## OBJETIVO DA TAREFA
Reproduza os registros abaixo, da linha que contém "the blue towel" até o fim dos registros, incluindo as solicitações. Some 31 a cada coordenada das respostas, sem alterar os números das solicitações nem os dos exemplos de formato.
+ + +
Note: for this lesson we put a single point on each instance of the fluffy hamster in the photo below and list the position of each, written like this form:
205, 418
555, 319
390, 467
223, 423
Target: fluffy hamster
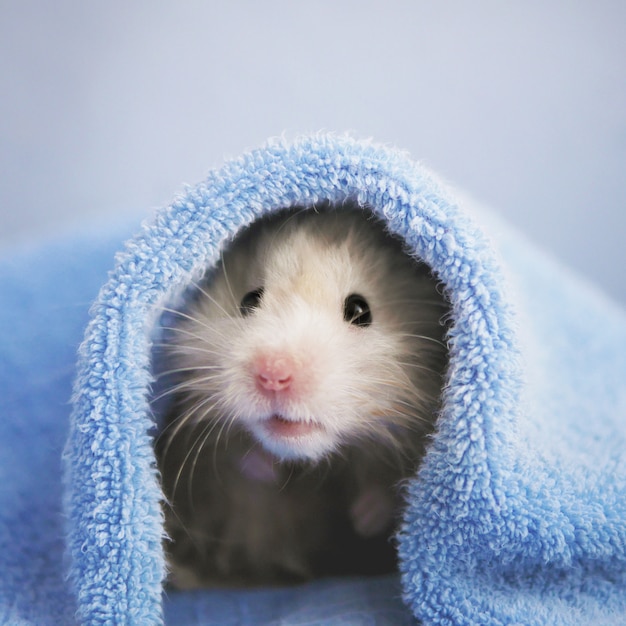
305, 373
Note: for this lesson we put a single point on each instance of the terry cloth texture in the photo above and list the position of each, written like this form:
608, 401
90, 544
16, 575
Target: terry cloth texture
517, 515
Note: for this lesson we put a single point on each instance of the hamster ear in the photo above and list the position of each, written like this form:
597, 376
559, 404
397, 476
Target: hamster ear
356, 310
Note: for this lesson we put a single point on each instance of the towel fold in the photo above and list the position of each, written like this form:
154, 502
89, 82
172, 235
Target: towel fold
517, 514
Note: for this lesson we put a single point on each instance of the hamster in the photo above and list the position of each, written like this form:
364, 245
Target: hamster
305, 376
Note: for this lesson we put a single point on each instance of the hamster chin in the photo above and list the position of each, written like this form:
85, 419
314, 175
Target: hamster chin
292, 439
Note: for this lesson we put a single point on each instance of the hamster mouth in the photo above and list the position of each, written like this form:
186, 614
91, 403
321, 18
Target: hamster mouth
280, 426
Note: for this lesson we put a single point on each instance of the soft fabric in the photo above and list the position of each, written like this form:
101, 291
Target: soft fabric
518, 512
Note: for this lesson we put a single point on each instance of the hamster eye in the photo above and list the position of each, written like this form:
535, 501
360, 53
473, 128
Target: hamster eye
357, 311
250, 301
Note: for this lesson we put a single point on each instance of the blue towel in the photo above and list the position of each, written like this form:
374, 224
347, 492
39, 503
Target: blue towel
516, 516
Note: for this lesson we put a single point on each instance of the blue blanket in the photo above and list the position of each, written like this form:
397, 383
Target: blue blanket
517, 514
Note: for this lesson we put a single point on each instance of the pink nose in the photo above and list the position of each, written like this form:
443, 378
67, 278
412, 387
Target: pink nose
274, 372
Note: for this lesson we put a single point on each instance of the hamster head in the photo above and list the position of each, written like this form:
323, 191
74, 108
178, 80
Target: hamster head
314, 333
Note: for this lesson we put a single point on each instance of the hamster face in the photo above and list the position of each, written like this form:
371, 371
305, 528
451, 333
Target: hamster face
316, 332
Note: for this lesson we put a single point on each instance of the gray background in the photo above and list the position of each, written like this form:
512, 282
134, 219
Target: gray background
108, 108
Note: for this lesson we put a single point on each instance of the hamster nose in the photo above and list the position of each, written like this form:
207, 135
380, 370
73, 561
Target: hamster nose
274, 372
+ + +
## SOLUÇÃO DO PROBLEMA
Note: for this lesson we put a single point on each instance of the blue towel in the photo above and list the position of each, written like this form:
374, 224
347, 492
39, 503
Target: blue towel
547, 547
Note: for this lesson we put a single point on each instance of the blue blanket in the photo above and list the position of each, written like this form:
397, 383
Target: blue blanket
548, 545
Note: for this lesson we put a single point on each instance of the pink nose in the photo above and list the position of each, written like this form:
443, 378
67, 278
412, 387
Target: pink nose
305, 403
Note: for this lesson we put a single point on each instance of the hamster head in the photo above and list the position of each, written like this form:
323, 191
74, 108
178, 80
Target: hamster head
345, 364
Note: for this lesson we put a single point on each instance of the hamster face in the photo above and list the position of each, written like this form:
371, 371
305, 528
451, 333
Target: hamster face
347, 363
Note: for this lesson we put a single point on each instance of the gray background in the photo above and list the position of each, written like this form:
512, 282
134, 219
Target: gray background
139, 139
Note: for this lesson we put a single point on each instance of the hamster nose in the photo above and list the position of each, written like this form:
207, 135
380, 370
73, 561
Target: hamster nose
305, 403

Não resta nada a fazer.